Stated exercise 1:
Answer these questions from the patch text.
(a) Which operation will be able to use this change with 2 constants?
(b) How many insertions and deletions does the patch text report in total?
(c) What is the email address in the Signed-off-by line?
Stated exercise 2: Find each line of the records that contains the string "building" and copy those lines.
─── Document passage
Richard Henderson Sept. 9, 2020, 12:16 a.m. UTC

While we don't store more than tcg_target_long in TCGTemp,
we shouldn't be limited to that for code generation.  We will
be able to use this for INDEX_op_dup2_vec with 2 constants.

Also pass along the minimal vece that may be said to apply
to the constant.  This allows some simplification in the
various backends.

Signed-off-by: Richard Henderson <richard.henderson@linaro.org>

---
 tcg/tcg.c                    | 31 +++++++++++++++++++++++++-----
 tcg/aarch64/tcg-target.c.inc | 12 ++++++------
 tcg/i386/tcg-target.c.inc    | 22 ++++++++++++---------
 tcg/ppc/tcg-target.c.inc     | 37 +++++++++++++++++++++++-------------
 4 files changed, 69 insertions(+), 33 deletions(-)
──────
─── Provided data
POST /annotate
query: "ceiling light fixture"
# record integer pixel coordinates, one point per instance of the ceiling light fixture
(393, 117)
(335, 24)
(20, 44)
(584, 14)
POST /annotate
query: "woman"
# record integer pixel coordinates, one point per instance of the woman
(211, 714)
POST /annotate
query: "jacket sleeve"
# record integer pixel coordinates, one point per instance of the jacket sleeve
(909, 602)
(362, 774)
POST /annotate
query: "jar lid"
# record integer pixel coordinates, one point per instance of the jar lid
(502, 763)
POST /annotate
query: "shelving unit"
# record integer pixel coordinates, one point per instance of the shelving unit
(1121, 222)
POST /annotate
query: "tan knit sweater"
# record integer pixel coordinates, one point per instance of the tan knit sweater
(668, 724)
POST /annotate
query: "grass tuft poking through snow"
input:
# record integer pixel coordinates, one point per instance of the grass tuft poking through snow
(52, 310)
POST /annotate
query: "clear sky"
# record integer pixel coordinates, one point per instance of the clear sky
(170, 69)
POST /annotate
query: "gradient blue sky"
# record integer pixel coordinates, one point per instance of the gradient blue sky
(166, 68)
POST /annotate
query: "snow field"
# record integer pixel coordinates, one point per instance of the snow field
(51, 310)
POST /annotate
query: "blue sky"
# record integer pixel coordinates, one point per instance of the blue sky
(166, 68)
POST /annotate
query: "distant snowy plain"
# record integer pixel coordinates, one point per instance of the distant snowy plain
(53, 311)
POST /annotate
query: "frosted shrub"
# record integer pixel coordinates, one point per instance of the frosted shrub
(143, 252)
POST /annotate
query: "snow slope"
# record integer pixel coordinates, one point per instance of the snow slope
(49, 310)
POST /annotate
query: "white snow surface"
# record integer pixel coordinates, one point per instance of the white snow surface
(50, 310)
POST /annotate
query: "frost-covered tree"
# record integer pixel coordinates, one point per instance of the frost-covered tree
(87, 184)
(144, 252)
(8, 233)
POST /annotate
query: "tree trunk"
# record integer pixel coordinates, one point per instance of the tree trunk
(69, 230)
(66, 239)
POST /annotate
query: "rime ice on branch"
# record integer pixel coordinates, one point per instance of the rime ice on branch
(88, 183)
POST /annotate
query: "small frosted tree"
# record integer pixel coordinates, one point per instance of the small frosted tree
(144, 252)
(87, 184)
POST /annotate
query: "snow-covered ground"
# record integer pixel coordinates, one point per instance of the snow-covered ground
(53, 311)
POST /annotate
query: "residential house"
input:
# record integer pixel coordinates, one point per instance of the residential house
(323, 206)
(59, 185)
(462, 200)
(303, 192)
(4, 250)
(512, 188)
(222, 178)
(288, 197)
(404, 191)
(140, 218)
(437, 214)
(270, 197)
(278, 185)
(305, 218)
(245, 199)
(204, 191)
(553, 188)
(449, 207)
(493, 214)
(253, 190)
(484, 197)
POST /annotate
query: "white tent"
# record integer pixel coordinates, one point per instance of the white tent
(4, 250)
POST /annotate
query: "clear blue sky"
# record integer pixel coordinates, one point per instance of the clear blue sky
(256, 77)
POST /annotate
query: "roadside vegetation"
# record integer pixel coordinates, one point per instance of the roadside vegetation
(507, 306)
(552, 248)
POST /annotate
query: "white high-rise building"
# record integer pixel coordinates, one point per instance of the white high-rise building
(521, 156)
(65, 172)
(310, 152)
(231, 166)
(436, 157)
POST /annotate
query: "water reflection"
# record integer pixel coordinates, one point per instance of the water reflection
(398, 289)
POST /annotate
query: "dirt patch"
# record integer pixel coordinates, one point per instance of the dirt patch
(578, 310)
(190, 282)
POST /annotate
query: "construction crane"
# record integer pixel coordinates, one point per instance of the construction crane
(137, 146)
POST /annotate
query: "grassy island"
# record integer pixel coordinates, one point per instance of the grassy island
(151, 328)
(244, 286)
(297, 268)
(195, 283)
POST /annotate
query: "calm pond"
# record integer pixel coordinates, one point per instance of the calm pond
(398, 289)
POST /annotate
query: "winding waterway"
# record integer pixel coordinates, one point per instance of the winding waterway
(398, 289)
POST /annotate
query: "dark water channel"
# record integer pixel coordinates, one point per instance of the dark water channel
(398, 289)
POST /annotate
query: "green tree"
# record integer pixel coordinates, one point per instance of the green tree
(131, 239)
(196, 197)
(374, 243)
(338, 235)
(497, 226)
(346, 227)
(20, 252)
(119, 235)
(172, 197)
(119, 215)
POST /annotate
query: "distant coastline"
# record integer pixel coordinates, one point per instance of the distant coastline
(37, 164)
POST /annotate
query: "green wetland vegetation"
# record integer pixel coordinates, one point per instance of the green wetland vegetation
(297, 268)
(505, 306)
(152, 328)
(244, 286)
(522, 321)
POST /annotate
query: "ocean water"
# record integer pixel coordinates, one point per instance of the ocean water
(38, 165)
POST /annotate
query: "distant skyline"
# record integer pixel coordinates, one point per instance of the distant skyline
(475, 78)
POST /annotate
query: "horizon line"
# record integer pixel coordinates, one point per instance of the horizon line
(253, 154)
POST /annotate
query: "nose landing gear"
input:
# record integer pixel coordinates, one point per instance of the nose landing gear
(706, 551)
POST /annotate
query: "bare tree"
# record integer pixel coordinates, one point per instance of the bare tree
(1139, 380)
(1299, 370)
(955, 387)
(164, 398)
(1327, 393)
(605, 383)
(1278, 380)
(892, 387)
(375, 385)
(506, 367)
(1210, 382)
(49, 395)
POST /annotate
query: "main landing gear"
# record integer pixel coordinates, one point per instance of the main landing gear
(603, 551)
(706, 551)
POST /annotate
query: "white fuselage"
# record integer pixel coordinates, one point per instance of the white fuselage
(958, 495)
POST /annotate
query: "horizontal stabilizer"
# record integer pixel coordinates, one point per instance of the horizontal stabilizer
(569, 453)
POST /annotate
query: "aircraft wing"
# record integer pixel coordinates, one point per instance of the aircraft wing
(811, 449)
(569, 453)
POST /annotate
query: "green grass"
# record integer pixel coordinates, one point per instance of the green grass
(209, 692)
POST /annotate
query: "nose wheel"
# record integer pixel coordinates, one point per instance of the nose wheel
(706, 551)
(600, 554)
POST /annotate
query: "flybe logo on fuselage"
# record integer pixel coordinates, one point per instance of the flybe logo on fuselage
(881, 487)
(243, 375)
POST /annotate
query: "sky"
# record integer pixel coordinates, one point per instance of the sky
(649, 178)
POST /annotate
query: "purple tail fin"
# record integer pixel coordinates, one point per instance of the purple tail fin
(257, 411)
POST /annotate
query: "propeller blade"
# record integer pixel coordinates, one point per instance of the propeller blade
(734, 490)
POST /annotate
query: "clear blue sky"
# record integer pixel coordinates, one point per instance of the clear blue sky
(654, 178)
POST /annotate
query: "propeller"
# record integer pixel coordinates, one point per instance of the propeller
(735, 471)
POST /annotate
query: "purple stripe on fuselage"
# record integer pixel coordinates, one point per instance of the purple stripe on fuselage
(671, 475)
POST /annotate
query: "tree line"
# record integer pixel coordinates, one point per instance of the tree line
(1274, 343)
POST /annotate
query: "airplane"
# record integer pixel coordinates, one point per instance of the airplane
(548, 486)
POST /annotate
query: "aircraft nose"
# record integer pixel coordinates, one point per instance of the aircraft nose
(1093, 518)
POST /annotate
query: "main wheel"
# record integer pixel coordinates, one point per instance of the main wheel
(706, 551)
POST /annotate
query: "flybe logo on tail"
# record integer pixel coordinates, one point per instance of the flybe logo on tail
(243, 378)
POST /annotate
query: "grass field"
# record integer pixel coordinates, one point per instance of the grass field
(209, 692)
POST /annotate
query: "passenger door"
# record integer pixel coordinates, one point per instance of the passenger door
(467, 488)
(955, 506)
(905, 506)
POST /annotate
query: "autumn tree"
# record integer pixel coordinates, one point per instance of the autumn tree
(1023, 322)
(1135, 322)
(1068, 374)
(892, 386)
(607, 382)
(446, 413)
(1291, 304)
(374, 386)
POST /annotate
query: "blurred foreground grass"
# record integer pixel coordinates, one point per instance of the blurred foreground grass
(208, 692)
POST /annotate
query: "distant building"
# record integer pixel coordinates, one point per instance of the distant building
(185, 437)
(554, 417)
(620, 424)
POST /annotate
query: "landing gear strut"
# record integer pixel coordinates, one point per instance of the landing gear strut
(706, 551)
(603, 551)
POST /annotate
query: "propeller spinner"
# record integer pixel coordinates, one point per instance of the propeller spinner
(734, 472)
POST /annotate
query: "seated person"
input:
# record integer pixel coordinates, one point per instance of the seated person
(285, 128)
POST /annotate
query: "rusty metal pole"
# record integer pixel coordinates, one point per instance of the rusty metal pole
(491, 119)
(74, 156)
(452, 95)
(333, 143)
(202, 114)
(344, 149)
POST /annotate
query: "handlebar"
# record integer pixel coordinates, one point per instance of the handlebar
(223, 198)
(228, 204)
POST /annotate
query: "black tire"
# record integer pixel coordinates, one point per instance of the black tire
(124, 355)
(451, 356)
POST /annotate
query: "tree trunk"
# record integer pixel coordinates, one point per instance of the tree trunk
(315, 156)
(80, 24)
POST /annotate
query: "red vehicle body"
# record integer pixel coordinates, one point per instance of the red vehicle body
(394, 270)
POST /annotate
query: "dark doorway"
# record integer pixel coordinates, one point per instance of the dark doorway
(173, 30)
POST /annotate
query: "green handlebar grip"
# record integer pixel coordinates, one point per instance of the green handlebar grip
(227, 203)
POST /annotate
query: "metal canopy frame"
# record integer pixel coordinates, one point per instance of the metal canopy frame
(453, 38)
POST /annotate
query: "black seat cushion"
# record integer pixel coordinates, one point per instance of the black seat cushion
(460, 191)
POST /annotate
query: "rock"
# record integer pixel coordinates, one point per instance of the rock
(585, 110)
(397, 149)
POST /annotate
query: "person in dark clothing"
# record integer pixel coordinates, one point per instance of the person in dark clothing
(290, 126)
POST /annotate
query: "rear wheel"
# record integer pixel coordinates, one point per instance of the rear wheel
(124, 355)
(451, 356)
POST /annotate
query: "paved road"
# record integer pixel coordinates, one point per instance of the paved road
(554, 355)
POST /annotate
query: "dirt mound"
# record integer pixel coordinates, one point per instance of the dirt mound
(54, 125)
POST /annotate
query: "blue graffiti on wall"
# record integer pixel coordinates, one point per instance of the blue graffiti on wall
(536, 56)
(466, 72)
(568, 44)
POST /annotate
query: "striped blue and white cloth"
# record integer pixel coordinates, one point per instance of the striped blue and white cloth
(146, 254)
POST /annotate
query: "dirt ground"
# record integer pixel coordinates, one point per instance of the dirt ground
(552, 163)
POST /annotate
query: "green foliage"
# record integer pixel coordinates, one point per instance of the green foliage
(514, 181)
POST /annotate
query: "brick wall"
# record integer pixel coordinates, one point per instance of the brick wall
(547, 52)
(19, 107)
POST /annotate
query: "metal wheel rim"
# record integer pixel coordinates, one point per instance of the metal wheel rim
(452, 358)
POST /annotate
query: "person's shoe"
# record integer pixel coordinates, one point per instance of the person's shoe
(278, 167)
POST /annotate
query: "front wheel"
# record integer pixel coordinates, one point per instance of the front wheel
──────
Response 1:
(a) INDEX_op_dup2_vec
(b) 69 insertions and 33 deletions
(c) richard.henderson@linaro.org

Response 2:
query: "white high-rise building"
# record integer pixel coordinates, one point per instance of the white high-rise building
query: "distant building"
# record integer pixel coordinates, one point per instance of the distant building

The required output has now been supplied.